(Extracted records)

↓↓↓

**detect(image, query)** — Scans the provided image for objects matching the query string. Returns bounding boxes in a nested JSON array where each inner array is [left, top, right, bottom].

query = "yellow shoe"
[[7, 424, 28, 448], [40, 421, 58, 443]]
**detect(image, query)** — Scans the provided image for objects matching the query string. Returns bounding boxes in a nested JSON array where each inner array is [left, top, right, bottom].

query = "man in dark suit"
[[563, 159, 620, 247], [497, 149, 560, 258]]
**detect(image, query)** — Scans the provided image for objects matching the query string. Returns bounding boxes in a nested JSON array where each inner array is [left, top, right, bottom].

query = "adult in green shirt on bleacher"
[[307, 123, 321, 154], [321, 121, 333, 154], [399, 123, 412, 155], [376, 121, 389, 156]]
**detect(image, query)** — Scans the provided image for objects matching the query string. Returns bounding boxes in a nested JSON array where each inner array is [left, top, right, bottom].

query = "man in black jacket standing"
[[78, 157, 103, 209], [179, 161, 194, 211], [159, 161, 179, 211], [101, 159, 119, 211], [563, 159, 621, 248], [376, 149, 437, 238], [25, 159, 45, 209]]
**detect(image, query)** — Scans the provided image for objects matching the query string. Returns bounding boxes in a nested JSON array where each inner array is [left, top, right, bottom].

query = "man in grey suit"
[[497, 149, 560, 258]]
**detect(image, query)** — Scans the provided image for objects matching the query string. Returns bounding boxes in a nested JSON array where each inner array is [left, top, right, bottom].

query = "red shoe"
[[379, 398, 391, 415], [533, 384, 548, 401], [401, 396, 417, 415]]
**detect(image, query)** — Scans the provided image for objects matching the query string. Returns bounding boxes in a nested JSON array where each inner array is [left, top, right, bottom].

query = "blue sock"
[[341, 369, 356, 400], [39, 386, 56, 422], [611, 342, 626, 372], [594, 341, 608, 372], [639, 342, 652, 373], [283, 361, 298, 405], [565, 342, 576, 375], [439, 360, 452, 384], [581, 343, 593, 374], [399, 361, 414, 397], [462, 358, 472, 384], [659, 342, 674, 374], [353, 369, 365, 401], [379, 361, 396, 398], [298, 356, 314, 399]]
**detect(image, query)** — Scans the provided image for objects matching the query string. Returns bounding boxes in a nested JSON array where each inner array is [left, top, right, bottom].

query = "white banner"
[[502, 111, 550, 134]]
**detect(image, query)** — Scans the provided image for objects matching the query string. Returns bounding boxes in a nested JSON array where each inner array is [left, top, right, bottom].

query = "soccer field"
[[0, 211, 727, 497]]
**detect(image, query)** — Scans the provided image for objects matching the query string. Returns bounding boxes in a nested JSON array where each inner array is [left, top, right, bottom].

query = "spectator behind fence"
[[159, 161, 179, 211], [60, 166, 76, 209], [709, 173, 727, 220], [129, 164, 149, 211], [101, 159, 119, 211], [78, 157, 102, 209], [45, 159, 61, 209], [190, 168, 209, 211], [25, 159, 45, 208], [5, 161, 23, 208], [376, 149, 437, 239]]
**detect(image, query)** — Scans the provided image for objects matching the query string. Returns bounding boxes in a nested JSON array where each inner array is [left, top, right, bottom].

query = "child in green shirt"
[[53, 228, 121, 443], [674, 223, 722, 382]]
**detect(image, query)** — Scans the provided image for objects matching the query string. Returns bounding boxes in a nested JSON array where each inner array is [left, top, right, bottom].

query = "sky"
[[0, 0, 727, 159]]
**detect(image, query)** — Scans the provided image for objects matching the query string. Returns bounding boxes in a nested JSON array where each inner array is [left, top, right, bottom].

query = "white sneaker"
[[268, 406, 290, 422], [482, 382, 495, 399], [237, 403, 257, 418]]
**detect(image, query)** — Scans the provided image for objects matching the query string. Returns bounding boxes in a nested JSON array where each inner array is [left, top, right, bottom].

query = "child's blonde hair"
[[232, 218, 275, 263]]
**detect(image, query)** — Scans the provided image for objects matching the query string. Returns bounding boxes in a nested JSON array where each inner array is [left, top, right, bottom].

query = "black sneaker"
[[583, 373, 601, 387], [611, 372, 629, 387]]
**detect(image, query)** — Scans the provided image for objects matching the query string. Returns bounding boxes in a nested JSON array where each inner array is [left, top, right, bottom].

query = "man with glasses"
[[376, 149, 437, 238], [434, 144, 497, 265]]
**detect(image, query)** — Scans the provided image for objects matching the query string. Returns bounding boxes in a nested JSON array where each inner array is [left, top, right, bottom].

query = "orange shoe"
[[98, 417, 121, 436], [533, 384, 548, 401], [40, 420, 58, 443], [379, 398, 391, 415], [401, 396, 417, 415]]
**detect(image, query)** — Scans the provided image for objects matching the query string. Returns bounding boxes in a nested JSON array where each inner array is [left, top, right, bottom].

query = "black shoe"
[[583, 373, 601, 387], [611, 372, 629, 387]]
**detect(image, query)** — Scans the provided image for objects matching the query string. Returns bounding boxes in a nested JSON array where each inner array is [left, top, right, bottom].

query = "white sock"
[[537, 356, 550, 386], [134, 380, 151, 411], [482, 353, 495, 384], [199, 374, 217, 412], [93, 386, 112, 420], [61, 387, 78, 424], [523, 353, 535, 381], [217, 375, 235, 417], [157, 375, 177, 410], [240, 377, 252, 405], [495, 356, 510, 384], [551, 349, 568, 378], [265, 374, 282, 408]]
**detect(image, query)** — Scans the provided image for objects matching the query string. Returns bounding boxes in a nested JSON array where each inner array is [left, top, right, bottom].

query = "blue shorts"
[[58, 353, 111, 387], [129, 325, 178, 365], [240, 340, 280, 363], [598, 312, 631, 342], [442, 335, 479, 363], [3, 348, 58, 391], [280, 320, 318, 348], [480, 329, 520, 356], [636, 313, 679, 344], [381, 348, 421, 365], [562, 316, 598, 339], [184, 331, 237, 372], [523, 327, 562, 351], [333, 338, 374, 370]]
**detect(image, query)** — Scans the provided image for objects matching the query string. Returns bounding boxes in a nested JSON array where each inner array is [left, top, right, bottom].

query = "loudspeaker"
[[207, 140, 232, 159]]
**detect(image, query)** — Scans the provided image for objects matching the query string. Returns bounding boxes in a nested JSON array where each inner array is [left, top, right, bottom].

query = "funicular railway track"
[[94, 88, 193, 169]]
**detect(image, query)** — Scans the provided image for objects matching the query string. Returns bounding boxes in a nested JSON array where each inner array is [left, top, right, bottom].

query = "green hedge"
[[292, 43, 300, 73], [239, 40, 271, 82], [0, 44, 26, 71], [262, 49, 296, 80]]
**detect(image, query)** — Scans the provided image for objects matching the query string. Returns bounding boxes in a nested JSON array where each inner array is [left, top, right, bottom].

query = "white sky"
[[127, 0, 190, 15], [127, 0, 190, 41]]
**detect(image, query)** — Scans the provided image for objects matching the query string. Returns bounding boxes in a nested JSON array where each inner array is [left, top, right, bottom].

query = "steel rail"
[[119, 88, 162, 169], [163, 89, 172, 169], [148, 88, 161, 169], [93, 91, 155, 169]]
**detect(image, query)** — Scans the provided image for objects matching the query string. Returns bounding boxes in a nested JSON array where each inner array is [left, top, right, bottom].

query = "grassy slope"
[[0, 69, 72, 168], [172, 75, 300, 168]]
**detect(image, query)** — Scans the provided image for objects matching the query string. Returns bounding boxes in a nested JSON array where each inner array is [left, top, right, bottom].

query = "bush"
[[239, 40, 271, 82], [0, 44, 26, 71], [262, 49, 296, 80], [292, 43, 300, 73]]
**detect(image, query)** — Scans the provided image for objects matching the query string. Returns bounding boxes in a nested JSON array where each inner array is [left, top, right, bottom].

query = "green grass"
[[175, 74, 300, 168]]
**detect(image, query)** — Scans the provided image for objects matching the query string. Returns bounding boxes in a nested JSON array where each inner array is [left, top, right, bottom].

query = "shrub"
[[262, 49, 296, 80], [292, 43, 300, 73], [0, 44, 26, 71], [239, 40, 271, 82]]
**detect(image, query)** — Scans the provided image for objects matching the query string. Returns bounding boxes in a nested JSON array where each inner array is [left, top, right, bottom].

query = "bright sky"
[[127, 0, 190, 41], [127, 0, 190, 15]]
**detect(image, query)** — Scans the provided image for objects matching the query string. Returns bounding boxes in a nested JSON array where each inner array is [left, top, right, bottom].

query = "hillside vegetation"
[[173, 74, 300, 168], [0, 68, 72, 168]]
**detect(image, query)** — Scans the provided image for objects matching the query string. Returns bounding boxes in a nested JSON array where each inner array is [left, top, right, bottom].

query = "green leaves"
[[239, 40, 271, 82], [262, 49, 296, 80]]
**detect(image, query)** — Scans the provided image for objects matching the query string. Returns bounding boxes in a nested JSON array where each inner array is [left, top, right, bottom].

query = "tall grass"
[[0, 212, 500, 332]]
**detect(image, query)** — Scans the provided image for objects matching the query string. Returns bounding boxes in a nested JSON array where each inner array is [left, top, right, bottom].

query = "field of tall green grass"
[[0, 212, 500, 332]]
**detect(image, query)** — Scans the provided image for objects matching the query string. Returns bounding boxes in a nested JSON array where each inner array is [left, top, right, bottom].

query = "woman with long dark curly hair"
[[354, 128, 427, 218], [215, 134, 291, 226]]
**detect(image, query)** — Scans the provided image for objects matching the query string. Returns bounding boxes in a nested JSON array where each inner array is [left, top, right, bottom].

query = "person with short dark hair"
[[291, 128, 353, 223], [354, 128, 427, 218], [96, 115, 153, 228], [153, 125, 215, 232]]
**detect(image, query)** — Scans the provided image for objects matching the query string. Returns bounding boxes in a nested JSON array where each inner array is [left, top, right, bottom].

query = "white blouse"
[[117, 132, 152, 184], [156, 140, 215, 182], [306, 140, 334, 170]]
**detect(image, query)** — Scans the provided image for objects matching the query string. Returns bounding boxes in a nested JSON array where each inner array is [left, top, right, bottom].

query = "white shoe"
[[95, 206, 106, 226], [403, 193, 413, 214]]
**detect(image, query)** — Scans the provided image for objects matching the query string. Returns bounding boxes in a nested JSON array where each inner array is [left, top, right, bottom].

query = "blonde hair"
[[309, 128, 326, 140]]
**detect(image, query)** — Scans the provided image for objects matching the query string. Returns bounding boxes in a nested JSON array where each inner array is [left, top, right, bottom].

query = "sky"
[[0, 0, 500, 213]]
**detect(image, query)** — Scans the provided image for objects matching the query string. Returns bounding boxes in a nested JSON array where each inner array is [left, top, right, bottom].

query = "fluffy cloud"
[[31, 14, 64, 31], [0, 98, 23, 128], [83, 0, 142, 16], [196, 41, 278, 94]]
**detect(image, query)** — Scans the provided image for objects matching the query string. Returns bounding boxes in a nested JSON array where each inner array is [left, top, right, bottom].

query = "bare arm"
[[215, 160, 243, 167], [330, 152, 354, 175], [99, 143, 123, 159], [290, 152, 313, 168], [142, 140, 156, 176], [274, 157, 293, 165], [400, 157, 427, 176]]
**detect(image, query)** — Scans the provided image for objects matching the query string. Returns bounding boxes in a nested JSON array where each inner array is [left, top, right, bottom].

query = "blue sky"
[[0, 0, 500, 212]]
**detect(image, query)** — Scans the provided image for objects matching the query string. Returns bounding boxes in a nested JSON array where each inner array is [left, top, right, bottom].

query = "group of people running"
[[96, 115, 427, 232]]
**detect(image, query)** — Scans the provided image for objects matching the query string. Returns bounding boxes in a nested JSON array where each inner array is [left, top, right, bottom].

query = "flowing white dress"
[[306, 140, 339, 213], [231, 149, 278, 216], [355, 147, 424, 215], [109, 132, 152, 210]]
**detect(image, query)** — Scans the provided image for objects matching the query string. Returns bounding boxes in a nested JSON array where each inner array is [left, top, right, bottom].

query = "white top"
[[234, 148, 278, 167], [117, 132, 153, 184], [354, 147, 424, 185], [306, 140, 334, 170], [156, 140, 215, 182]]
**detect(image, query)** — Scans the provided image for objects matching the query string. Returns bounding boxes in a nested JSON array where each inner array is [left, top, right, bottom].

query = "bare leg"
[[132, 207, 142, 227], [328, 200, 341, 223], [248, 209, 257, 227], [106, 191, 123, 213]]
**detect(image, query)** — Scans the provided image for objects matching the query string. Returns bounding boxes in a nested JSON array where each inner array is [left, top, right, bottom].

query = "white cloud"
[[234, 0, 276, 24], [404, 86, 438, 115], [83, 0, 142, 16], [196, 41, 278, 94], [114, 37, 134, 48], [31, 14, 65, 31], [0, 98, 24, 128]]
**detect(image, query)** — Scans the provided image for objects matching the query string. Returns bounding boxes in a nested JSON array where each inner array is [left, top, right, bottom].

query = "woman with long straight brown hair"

↑↑↑

Written task
Write out the lines again, from the first one through the line that contains "[[7, 424, 28, 448], [40, 421, 58, 443]]", requests included. In the answers, increase every bounding-box coordinate by 55.

Result for this exercise
**detect(image, query)** — Scans the provided image for objects matching the query string. Returns bounding boxes in a nested JSON array where each inner array is [left, top, right, bottom].

query = "yellow shoe"
[[62, 479, 83, 503], [95, 476, 113, 498]]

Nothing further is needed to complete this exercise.